• What you need to do:
Please filter the entries for the word "below" and copy every line that has it.

• The data:

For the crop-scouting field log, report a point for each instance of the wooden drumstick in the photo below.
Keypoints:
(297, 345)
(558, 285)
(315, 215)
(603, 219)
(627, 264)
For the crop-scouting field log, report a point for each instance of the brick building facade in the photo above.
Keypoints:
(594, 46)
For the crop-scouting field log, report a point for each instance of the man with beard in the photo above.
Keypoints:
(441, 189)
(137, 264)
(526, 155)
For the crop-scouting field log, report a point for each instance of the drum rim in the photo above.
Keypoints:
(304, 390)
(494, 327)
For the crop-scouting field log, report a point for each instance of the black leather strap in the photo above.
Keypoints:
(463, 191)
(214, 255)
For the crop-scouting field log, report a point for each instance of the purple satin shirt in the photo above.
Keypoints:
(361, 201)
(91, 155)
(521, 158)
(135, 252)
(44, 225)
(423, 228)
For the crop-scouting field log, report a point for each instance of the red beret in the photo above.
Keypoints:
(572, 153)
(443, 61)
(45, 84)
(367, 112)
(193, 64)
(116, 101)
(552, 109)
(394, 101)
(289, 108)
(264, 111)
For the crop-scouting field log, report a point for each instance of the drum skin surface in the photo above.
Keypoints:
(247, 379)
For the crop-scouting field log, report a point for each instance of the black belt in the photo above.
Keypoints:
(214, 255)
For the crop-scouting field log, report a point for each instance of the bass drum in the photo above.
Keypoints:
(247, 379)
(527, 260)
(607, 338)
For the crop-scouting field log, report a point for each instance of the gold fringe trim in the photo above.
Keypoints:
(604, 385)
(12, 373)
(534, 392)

==

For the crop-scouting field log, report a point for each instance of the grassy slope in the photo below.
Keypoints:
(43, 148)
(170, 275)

--

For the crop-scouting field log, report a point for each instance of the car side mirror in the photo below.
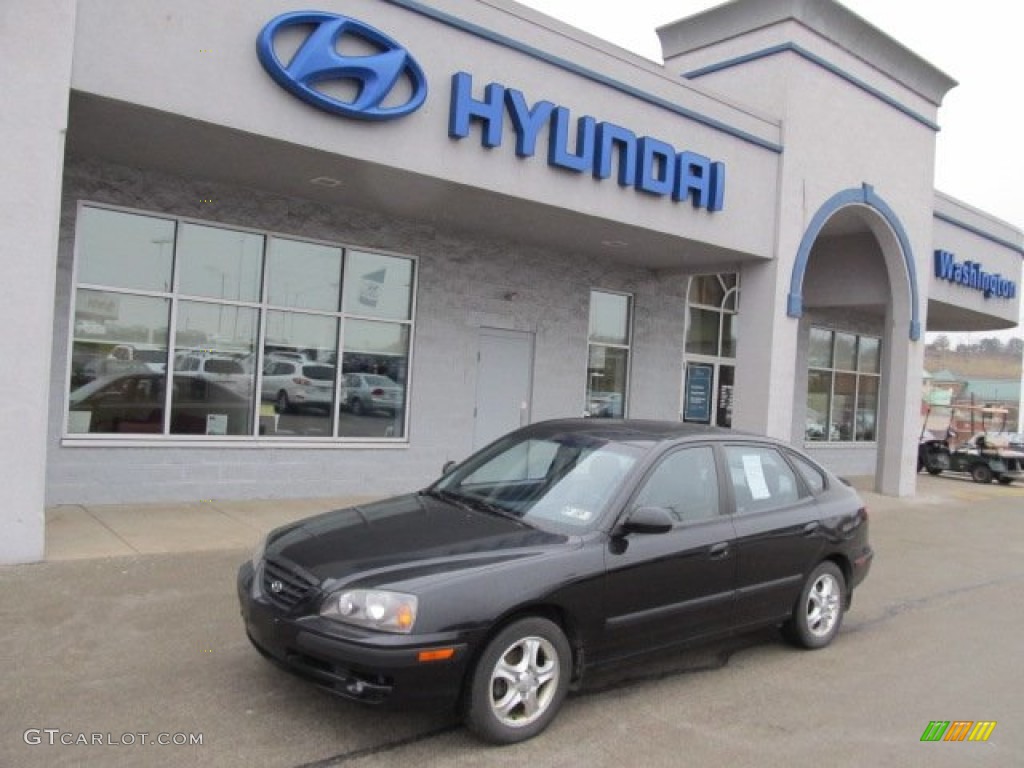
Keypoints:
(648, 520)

• Exercise solution:
For the crop-scouting field log, report a point for each instance of the wooden drumstick in the photo below.
For the crop-scouting field log, report a point for each instance of the grassy slope in the photo below.
For the crop-scouting field log, report a point for each instance of the car side mirror in the photo below.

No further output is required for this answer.